→ Görev talimatı
Aşağıdaki listeden "leaf" kelimesini içeren her satırı çıkar ve büyük-küçük harf farkını dikkate al.

→ Göreve ait liste
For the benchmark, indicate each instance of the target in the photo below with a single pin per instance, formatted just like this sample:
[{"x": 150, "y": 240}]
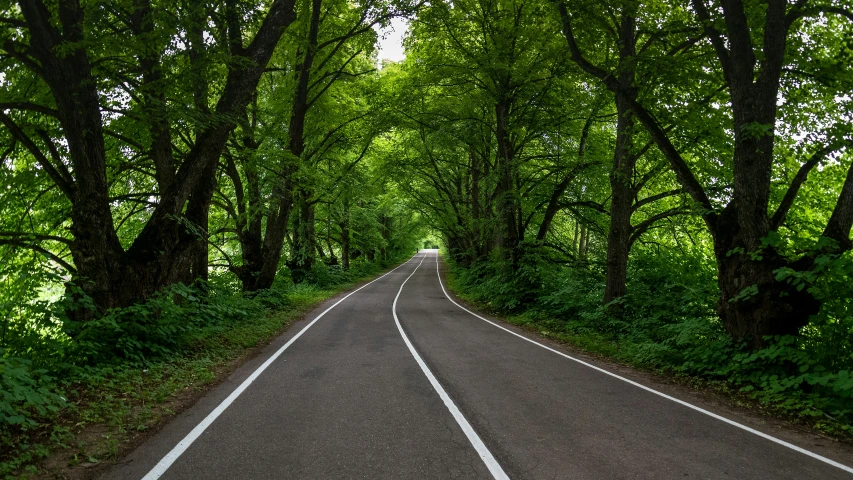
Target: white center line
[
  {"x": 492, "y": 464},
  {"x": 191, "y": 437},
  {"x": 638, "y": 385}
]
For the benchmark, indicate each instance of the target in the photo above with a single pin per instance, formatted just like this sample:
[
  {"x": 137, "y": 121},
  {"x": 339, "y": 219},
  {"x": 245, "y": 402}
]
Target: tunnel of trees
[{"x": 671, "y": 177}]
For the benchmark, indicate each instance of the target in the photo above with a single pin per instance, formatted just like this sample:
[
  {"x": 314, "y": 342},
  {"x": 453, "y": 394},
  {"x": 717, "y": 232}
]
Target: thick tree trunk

...

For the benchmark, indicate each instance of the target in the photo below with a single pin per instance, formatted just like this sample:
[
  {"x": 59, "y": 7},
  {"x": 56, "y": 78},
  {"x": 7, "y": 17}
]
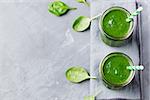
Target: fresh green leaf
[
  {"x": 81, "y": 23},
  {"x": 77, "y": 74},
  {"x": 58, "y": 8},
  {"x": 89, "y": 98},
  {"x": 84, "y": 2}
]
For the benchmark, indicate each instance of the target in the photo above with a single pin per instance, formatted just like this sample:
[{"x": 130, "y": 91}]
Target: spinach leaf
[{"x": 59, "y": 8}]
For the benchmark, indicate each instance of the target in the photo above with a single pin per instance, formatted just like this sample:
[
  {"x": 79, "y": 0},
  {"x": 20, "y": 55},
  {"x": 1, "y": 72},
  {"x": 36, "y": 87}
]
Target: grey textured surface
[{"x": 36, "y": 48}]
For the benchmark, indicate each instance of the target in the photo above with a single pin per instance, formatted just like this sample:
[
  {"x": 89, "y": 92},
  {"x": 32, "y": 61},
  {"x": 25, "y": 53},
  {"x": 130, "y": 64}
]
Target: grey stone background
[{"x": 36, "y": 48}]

→ Görevin çözümü
Target: fresh green leaf
Target: spinach leaf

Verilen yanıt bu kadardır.